Records from a data source
══════════════════════════════

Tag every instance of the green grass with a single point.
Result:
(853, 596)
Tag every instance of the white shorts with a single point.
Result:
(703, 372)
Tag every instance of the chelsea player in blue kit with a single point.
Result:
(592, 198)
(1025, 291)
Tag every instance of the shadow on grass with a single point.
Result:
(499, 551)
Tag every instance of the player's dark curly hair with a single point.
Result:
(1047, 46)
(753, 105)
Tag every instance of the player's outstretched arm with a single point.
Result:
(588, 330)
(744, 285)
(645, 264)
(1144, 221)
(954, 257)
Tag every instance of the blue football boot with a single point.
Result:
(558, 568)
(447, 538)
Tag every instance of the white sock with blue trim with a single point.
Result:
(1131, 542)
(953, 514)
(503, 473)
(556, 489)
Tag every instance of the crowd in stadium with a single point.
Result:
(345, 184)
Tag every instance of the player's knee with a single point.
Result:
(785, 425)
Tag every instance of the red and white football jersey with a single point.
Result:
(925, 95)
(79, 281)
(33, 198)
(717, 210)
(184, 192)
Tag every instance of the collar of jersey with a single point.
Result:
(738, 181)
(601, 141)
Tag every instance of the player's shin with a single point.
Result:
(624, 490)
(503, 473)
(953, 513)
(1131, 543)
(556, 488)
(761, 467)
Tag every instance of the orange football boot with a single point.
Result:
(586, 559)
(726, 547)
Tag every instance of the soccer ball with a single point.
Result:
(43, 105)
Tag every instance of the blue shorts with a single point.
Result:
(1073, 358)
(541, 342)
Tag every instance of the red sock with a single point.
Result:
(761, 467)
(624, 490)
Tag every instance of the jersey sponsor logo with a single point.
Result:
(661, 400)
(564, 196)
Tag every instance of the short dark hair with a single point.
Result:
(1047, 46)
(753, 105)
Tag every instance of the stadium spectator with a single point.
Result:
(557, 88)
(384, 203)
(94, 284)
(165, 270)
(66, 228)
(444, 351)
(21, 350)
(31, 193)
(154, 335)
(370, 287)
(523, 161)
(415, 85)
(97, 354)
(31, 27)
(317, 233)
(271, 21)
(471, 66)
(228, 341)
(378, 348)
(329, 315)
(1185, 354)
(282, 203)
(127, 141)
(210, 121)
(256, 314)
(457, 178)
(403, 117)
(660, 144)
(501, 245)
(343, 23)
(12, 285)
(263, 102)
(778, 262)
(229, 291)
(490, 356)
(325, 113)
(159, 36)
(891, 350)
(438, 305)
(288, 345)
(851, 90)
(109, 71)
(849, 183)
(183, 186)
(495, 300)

══════════════════════════════

:: EXERCISE PROMPT ::
In your answer, repeat each of the records exactly.

:: TASK SOLUTION ::
Tag every instance of the green grass with a single point.
Result:
(853, 596)
Tag every instance of the white shorts with a single point.
Result:
(703, 372)
Tag every instance of the chelsea player in blue kit with a single point.
Result:
(592, 198)
(1025, 291)
Tag every instance of the shadow on grass with a single point.
Result:
(499, 551)
Tag every instance of the player's dark curly hair with a single point.
Result:
(1047, 46)
(753, 105)
Tag every instance of the player's outstretched arm with a single point.
Result:
(588, 330)
(744, 285)
(645, 264)
(1144, 221)
(954, 257)
Tag every instance of the blue football boot with a single point.
Result:
(558, 568)
(447, 538)
Tag every instance of the white sock with blue trim with a single point.
Result:
(1131, 542)
(953, 514)
(503, 473)
(556, 489)
Tag every instance of the crowd in stadium with a single point.
Result:
(345, 184)
Tag every instance of the player's knee with a single point.
Result:
(785, 425)
Tag every instance of the red and white football jersey with a single point.
Result:
(925, 95)
(79, 281)
(33, 198)
(717, 210)
(184, 192)
Tag every instance of the collar of jersey with a single point.
Result:
(738, 181)
(601, 141)
Tag every instance of the player's shin with a single point.
Result:
(624, 490)
(503, 473)
(953, 513)
(1131, 543)
(556, 488)
(761, 467)
Tag every instance of the orange football boot with a single point.
Result:
(586, 559)
(726, 547)
Tag every instance of the soccer ball with a single point.
Result:
(43, 105)
Tag every instance of the blue shorts with a single point.
Result:
(1073, 358)
(541, 342)
Tag every instance of the red sock with a single point.
Result:
(761, 467)
(624, 490)
Tag every instance of the jersey sponsor logo with a single point.
Result:
(661, 400)
(564, 196)
Tag every instance of the short dark hair with a single point.
Result:
(1047, 46)
(753, 105)
Tag every instance of the stadium spectator with a single point.
Result:
(557, 88)
(384, 203)
(94, 284)
(165, 270)
(66, 228)
(444, 351)
(21, 350)
(31, 193)
(154, 335)
(370, 287)
(523, 161)
(415, 85)
(97, 354)
(31, 27)
(317, 233)
(271, 21)
(471, 66)
(228, 341)
(378, 348)
(329, 315)
(1185, 354)
(282, 203)
(127, 141)
(210, 121)
(256, 314)
(457, 178)
(403, 117)
(660, 144)
(501, 245)
(343, 23)
(12, 285)
(263, 102)
(778, 262)
(229, 291)
(490, 356)
(325, 113)
(159, 36)
(891, 350)
(438, 305)
(288, 345)
(851, 90)
(109, 71)
(849, 183)
(183, 186)
(495, 300)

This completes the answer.